Gather each line of the data below that contains the string "lowbed", and reproduce those lines in full.

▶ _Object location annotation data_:
+===+

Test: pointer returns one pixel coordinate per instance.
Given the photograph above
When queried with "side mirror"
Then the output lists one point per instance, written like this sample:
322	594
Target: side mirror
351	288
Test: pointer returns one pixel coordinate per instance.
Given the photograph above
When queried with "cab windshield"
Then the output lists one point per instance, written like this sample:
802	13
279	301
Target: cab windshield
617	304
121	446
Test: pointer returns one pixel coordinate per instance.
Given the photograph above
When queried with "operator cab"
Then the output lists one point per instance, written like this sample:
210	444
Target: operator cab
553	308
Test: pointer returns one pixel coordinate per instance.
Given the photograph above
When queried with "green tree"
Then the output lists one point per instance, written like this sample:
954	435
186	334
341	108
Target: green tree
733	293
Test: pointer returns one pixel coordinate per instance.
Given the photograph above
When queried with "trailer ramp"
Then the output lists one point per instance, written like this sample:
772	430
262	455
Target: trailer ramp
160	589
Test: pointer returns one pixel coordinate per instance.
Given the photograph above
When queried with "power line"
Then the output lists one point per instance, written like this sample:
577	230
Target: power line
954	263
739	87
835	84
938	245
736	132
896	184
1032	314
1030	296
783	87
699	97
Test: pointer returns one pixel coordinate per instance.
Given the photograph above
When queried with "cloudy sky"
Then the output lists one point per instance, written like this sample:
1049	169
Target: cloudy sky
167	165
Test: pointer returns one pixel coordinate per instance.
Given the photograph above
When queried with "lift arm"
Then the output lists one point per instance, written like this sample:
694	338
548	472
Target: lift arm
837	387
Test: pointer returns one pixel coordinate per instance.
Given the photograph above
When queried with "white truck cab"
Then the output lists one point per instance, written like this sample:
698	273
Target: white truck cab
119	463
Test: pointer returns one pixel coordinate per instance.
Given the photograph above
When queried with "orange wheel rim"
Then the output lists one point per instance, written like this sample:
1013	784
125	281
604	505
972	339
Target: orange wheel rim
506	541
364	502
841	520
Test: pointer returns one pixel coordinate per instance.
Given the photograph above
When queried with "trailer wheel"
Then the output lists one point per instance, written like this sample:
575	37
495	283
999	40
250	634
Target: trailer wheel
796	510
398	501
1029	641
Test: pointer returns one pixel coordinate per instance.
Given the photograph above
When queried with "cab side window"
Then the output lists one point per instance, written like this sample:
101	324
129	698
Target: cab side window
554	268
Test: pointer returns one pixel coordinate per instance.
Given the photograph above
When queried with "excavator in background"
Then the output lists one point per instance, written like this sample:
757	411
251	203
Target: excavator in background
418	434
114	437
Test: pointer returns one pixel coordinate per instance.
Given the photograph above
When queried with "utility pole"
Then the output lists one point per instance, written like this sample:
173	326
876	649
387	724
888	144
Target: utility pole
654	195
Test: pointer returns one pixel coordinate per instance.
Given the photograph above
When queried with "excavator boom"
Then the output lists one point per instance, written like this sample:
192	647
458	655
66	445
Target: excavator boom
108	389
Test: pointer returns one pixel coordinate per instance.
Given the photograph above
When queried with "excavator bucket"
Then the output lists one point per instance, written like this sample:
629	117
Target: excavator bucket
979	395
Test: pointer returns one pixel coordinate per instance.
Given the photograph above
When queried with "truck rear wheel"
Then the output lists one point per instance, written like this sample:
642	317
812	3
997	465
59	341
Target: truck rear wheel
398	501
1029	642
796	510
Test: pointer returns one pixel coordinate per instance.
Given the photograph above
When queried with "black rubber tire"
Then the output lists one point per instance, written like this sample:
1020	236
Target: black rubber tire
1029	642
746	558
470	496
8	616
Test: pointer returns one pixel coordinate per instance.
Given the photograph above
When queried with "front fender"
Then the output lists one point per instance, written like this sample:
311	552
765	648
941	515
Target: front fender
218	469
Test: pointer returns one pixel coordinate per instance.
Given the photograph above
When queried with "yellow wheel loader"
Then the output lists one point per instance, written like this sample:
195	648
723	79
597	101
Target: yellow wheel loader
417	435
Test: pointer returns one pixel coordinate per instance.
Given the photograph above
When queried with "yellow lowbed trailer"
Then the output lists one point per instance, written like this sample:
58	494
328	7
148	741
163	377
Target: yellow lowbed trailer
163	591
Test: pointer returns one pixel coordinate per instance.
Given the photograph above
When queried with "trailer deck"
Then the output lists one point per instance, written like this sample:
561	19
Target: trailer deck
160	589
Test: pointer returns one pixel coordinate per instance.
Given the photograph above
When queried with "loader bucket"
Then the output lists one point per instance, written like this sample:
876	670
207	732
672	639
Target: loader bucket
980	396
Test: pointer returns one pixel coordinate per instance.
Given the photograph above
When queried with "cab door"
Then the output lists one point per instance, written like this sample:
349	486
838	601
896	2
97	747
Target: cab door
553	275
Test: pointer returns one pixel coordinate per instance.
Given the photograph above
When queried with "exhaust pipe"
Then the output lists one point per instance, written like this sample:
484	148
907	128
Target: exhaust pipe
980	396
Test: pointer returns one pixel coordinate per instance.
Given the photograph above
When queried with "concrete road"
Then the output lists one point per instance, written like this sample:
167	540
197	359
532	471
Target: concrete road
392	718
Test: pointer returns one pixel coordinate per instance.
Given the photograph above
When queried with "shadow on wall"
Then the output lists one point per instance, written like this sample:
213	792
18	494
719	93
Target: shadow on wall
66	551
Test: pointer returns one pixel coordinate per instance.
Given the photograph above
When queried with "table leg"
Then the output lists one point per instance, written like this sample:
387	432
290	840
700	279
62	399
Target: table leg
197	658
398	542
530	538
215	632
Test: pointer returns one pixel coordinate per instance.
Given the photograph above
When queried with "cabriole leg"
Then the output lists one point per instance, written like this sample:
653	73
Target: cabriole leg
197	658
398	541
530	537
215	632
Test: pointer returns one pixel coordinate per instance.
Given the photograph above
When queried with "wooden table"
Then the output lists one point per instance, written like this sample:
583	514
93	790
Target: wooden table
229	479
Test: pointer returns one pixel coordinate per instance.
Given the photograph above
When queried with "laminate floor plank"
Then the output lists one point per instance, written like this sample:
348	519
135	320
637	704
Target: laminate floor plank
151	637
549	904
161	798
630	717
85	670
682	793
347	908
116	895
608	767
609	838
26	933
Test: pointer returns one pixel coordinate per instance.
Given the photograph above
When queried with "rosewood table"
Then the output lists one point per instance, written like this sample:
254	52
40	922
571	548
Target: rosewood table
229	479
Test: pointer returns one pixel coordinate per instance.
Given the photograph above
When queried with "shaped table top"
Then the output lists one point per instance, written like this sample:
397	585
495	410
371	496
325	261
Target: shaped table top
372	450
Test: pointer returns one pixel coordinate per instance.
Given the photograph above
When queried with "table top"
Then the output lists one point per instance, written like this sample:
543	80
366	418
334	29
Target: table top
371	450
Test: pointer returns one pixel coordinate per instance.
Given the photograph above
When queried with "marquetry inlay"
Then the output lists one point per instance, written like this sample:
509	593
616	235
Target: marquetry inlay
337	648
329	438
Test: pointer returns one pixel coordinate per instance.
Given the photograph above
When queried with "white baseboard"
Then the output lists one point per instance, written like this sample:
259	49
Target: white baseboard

+===+

▶ _EXERCISE RESULT_:
When queried with "yellow lowbed trailer"
Target: yellow lowbed trailer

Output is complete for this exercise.